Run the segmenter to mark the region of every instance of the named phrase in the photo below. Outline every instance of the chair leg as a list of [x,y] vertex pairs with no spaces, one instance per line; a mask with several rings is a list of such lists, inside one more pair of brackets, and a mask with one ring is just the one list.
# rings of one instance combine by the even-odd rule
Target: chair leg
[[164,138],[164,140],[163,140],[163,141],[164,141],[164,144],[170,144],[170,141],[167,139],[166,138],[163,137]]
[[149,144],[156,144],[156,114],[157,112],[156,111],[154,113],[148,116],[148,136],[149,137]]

### [Exercise directions]
Rewrite the records with each "chair leg" changed to "table leg". Leave every other part unchanged.

### [Solution for this problem]
Run the segmenter to mark the region of every instance of the named phrase in the photo below. Outline every instance of the table leg as a list of [x,y] vertex pairs with no spaces, one instance per line; a mask with several rings is a list of such lists, inside one more pair of brackets, and a mask with one ring is just the one list.
# rings of one instance combine by the even-odd rule
Target: table leg
[[164,138],[164,140],[163,140],[163,141],[164,141],[164,144],[170,144],[170,141],[167,139],[166,138],[163,137]]
[[149,144],[156,144],[156,114],[157,112],[156,111],[154,113],[148,116],[148,136],[149,137]]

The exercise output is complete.